Written exercise: Locate every line in the rows below that contains the string "hewn", matching case exactly, and copy each of those lines.

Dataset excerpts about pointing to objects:

----------

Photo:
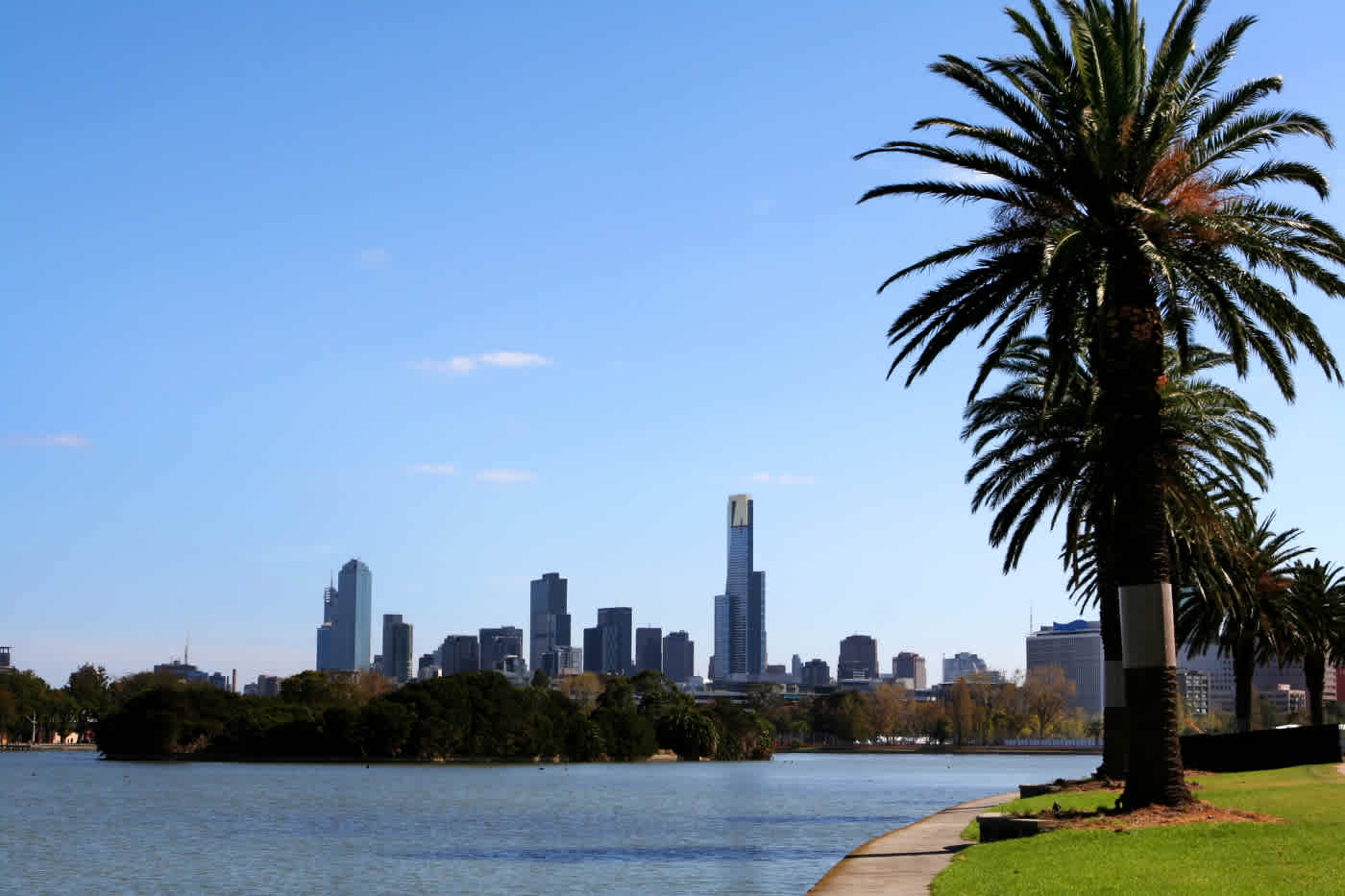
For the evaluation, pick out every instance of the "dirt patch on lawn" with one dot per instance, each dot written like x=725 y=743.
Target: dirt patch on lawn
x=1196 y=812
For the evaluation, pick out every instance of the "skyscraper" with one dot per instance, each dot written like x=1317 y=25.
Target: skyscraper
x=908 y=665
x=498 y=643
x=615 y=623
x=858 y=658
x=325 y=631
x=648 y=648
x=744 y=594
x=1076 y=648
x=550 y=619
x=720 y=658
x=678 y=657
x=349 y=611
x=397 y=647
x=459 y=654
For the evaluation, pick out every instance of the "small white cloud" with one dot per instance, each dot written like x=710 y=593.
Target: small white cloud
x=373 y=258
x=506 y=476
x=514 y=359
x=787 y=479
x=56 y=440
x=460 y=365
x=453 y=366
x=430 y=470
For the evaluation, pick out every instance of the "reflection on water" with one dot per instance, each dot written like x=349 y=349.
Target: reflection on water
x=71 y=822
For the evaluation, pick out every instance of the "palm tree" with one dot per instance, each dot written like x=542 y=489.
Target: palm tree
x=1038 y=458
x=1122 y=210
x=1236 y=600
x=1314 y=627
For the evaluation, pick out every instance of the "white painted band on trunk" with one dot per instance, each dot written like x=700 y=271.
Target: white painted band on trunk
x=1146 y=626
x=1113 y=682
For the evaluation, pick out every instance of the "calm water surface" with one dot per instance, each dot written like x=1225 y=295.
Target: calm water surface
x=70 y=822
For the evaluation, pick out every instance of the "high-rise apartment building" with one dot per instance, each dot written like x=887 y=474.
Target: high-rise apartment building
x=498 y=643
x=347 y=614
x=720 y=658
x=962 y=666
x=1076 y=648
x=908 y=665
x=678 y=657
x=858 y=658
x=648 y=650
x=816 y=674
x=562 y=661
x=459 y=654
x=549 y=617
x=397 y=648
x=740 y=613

----------

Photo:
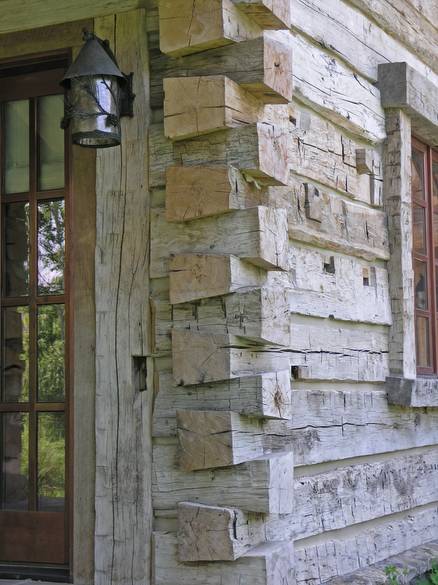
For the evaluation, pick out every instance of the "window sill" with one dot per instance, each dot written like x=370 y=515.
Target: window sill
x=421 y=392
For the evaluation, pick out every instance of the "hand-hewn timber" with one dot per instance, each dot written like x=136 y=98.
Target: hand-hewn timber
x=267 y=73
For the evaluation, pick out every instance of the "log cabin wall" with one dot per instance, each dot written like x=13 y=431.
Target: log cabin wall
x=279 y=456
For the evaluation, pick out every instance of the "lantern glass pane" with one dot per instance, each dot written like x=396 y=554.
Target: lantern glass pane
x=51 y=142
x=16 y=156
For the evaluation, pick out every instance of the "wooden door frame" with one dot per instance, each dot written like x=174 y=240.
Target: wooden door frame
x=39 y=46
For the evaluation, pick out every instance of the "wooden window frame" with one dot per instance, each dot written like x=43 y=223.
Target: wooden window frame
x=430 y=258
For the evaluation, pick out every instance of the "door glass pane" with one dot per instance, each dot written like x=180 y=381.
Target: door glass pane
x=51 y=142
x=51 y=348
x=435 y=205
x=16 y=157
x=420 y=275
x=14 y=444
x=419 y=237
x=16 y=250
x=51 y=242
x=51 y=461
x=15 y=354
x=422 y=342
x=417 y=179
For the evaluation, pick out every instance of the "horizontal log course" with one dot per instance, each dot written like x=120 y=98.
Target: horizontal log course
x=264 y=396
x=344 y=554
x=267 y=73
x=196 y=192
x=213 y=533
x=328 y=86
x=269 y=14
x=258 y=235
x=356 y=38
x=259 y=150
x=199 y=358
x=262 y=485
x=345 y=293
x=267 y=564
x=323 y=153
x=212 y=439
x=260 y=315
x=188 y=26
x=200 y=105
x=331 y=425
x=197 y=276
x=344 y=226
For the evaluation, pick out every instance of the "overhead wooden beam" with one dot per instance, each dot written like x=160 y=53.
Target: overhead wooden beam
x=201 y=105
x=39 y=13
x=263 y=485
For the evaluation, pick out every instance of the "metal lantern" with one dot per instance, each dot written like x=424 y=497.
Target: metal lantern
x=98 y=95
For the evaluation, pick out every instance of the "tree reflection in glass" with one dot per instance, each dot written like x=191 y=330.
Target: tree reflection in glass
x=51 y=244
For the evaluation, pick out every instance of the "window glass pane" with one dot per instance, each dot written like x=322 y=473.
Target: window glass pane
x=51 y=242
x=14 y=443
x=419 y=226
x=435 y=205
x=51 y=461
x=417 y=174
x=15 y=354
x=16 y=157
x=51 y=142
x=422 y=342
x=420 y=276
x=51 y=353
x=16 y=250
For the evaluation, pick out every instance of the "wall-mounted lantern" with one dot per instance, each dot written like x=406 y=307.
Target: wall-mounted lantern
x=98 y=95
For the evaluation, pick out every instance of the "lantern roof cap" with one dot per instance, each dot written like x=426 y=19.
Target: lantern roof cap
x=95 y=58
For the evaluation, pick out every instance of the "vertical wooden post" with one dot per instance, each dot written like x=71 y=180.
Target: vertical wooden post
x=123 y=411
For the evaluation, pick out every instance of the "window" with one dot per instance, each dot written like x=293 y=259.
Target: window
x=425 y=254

----------

Response:
For the evaluation, pick out every instance of the "hand-hewn timber" with one dot per instance, each dot written like x=136 y=98.
Target: hand-hewn timber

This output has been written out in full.